• _Instructions_
1) Rewrite the news story on school COVID testing in Erie County, beginning at the words "Some school families" and stopping after "for his district.", with "students" changed to "pupils" throughout.
2) According to the news story on school COVID testing in Erie County, what share of the families the superintendent surveyed are not in favor of the schools conducting the testing?
3) Continue the news story on school COVID testing in Erie County from its last sentence.

• _Page excerpt_
+ + + + + + +

ELMA, NY (WKBW) — “If government wants to mandate they should be supplying not only the test, but the personnel,” declared David Mossman, Iroquois Central School parent.
Some school families are sounding off against the state’s new mandate to have school districts within Erie County’s ‘yellow zone’ test students and staff for COVID-19.
Districts are struggling to prepare to conduct weekly testing.
“We're not a medical institution and having to step into that avenue on a very short notice is what's causing the challenges right now,” remarked Douglas Scofield, superintendent, Iroquois Schools in Elma.
School districts in the county’s yellow zone are required to randomly test up to 20-percent of students and staffers.
But Scofield said this has created a huge challenge for his district.
“When the tests are coming? What staffing we're going to need to administer the test and those are the very challenging pieces we are facing right now,” explained Scolfield.
Parents and school families are also asking a lot of questions to districts about the mandatory COVID testing.
Some school parents say they do not want their child tested in school.
“Personally, our family's not comfortable with that — we feel, if we need to have our child tested, we'll take him to a doctor to have that done,” Mossman said.
Mossman’s son is a senior at Iroquois High School. He said schools are not “equip” to conduct the testing.
The superintendent says nearly half of the families he has surveyed, 41-percent, are not in favor of the schools conducting the COVID testing.
Scofield said he conducted the survey to find out a parent’s comfort zone with the testing.
“And for the younger children — what would be access for parents when that test is administer,” explained Scofield.
But the superintendent said 59-percent of parents indicated they would be okay with the testing, still he noted parents want information, something he can not provide at this time.
Erie County legislator Joseph Lorigo sent out a Tweet Friday, voicing his concerns about the school testing as both a lawmaker and parent.
I have been waiting on the guidelines for schools, but have not seen them. I am concerned about the logistics of testing, and how Erie County can be more helpful. So far, it seems as if schools are being left out in the cold. I have heard from several parents who feel the same https://t.co/RMnvEOs5Tz— Joseph Lorigo (@JosephLorigo) November 13, 2020
“When you think of parents of elementary kids, they want to make sure if that testing is happening they’re going to be there with their children,” said Lorigo. “My son is six years old — he had to have a COVID test — I was here with him for it. Fortunately he was negative, but it was a painful experience for him.”

+ + + + + + +

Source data
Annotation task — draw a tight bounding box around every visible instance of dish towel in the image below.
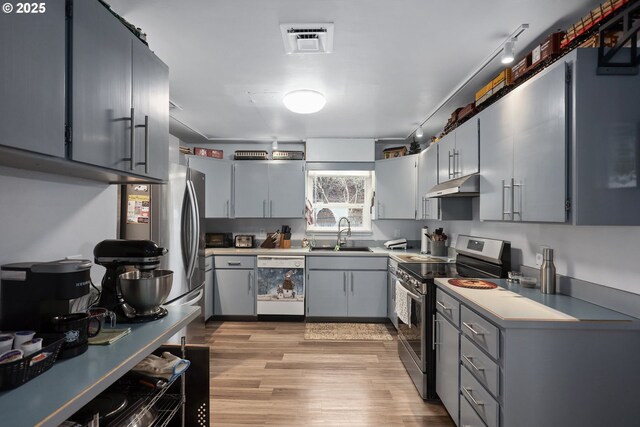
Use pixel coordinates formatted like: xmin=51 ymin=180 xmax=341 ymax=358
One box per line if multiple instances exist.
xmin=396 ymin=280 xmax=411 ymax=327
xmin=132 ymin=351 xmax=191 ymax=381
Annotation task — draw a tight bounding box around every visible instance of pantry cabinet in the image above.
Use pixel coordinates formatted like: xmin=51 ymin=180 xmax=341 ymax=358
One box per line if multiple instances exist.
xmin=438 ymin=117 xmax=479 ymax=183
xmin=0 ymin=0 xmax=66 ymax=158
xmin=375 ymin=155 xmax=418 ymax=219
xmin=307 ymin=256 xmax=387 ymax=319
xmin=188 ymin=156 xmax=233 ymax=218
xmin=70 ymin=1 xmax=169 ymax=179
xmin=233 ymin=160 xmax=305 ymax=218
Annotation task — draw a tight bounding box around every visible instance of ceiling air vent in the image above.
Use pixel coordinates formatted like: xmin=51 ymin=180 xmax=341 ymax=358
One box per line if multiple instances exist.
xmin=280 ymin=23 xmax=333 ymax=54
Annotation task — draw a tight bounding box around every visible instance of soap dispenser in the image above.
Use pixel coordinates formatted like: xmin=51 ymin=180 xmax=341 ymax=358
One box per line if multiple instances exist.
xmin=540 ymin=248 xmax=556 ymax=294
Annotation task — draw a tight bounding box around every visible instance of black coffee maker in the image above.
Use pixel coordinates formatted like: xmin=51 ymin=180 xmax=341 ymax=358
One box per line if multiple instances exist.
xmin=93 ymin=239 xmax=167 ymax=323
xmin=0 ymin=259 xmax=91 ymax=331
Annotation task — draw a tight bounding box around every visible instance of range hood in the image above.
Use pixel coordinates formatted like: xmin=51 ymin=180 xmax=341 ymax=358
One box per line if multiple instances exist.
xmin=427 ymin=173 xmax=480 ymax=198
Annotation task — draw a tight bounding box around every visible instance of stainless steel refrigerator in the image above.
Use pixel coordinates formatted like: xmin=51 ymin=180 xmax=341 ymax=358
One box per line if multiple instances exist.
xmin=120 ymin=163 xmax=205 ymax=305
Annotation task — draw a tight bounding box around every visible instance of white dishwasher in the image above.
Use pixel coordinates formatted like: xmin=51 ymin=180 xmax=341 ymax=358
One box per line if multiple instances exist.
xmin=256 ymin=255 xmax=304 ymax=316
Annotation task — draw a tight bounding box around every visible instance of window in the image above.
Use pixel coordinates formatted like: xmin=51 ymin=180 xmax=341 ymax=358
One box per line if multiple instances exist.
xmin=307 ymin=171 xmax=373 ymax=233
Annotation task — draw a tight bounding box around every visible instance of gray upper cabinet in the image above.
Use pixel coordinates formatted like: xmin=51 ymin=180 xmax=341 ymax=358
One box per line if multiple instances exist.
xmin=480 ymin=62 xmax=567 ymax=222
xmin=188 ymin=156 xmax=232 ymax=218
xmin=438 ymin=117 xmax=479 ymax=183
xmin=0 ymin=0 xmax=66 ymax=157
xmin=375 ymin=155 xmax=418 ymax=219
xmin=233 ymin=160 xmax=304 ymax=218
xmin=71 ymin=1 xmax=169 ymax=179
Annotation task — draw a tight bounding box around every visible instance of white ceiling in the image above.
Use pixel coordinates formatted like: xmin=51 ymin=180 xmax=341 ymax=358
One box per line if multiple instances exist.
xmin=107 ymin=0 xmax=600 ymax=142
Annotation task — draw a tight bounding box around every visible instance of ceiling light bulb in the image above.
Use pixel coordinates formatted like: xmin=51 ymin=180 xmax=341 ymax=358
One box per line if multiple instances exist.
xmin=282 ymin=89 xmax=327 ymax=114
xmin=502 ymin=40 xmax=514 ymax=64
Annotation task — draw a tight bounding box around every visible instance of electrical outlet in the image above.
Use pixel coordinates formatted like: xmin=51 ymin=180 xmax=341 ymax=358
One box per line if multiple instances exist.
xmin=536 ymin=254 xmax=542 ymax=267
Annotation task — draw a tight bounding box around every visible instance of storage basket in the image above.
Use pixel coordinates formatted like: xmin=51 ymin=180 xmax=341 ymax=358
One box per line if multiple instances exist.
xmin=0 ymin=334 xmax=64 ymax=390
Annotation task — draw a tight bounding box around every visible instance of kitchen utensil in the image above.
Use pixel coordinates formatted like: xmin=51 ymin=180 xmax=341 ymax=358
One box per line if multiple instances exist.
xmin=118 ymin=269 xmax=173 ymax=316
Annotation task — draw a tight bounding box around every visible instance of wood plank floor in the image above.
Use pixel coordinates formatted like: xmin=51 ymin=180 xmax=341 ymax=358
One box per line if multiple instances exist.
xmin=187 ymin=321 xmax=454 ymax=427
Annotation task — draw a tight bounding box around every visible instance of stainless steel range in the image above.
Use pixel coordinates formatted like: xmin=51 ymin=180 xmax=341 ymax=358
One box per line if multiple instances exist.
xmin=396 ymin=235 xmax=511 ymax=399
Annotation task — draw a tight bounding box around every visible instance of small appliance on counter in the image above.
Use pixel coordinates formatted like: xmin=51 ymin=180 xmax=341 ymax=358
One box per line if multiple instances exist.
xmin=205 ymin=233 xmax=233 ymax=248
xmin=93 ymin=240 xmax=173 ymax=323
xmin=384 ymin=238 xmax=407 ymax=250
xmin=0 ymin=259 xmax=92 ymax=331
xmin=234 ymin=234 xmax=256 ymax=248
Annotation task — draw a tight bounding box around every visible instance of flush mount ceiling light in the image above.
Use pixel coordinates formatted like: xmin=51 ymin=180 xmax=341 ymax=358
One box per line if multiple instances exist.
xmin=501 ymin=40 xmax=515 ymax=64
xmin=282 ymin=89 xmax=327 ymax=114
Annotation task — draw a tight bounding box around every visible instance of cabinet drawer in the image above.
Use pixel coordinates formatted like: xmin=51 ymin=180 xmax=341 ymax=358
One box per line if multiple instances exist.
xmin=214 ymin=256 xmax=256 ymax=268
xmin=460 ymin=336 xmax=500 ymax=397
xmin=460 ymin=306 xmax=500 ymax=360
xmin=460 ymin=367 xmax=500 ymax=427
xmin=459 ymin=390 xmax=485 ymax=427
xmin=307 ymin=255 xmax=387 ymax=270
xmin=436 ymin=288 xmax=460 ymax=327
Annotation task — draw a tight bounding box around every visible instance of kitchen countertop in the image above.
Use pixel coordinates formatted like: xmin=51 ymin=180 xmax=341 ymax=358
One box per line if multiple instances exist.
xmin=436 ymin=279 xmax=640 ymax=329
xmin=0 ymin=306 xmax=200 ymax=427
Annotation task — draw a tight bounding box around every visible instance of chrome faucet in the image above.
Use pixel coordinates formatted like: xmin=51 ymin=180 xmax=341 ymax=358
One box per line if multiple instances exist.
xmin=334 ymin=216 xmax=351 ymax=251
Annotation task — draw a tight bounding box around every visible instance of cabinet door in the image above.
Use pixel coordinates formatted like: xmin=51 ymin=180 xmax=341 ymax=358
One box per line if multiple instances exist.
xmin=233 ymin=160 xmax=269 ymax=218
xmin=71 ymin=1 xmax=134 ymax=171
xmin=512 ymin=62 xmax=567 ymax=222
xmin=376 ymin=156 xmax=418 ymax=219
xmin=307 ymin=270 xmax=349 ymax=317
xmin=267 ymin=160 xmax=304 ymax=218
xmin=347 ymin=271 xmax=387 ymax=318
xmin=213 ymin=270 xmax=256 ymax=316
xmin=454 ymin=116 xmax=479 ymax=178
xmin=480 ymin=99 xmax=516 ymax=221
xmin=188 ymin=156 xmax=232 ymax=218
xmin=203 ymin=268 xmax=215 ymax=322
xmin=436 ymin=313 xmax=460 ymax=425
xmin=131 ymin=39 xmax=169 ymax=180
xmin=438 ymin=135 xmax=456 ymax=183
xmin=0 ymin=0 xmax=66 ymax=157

+ + + + + + +

• _Task answers_
1)
Some school families are sounding off against the state’s new mandate to have school districts within Erie County’s ‘yellow zone’ test pupils and staff for COVID-19.
Districts are struggling to prepare to conduct weekly testing.
“We're not a medical institution and having to step into that avenue on a very short notice is what's causing the challenges right now,” remarked Douglas Scofield, superintendent, Iroquois Schools in Elma.
School districts in the county’s yellow zone are required to randomly test up to 20-percent of pupils and staffers.
But Scofield said this has created a huge challenge for his district.

2) 41 percent.

3)
Lorigo said the county should be helping districts.
But Erie County Executive Mark Poloncarz said the state will be assisting the districts and providing the tests for schools.
Lorigo said schools have been “left out in the cold.”
“It’s not fair for them. When the state and county have been at the forefront of testing and dealing with this pandemic, we should play a role in helping these school districts figure out what they should do when it comes to this mandated testing,” remarked Lorigo.
Friday, in a conference call with reporters, Governor Andrew Cuomo was asked about schools. He said “the infection rate in schools is not the problem”.
“The problem is not coming from the schools. It’s coming from the bars, the restaurants, the gyms and the living room family spread,” Cuomo responded.
The schools are now waiting for a directive from the state for receiving the tests and guidelines.
But some districts are not waiting, Frontier and Cheektowaga Central are already set to return to all remote learning next week.
Frontier Schools superintendent Richard Hughes said he also had parents voicing concerns saying the will not “consent” to having their children tested in schools.
“If hey are saying no to the test — do we have to not let them in school? All these implications that we’re going to keep studying,” Hughes stated.
Hughes said his district would be required to test approximately 1,000 students and staffers a week.
Scofield said Iroquois would be required to test about 500 students and staffers a week.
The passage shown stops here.